Novel *Yevgeny Zamyatin * O.G. Dystopia * 1924


We, a strange Russian contribution to early 20th century science fiction, is arguably the first instance of what most people would consider a dystopia. In its rawest form, a dystopia is the inverse of a utopia.  Used in this sense, I’m not talking about the boring Thomas More kind of utopia, but rather the whiz-bang science fiction kind as popularized by H.G. Wells. So, instead of everything being made totally awesome by science and progress, the dystopian vision of the future examines how technology is leveraged by a malicious power to make society super terrible for us plebs.

The specific dystopia in the novel is a society that calls itself OneState, which is led by an absolute ruler who is called The Benefactor. The citizens of this society are technically human, but they have been distorted by life in OneState. This future is presented as an endpoint of humanity, in which the species has closed in on “perfection” by mimicking machines in organization and operation. There are no individuals here. No one has a name, only a number. Everything from work to procreation is scheduled and organized according to efficiency, and everyone is happy in their role because they’re not bothered by things like feelings and the other longings of the meat body. Everyone lives in a literal bubble, which protects the society of OneState from the unknowable wilderness of the rest of Earth and allows The Benefactor mastery over how humanity evolves.

▸ EXERCISE SET
(A) Copy everything in the piece on We from "The specific dystopia" down to "how humanity evolves.", word for word.
(B) Sum up the piece on We in two sentences.

▸ DATA PROVIDED
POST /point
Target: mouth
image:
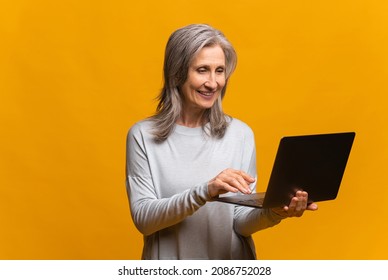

▸ SOLUTIONS TO THE EXERCISE
(A)
The specific dystopia in the novel is a society that calls itself OneState, which is led by an absolute ruler who is called The Benefactor. The citizens of this society are technically human, but they have been distorted by life in OneState. This future is presented as an endpoint of humanity, in which the species has closed in on “perfection” by mimicking machines in organization and operation. There are no individuals here. No one has a name, only a number. Everything from work to procreation is scheduled and organized according to efficiency, and everyone is happy in their role because they’re not bothered by things like feelings and the other longings of the meat body. Everyone lives in a literal bubble, which protects the society of OneState from the unknowable wilderness of the rest of Earth and allows The Benefactor mastery over how humanity evolves.

(B) We, a 1924 Russian science fiction novel, is arguably the first dystopia, a future in which a malicious power uses technology to make society terrible. Its society, OneState, is ruled by The Benefactor, and its citizens have numbers instead of names, follow schedules for everything, and live inside a bubble that shuts out the rest of Earth.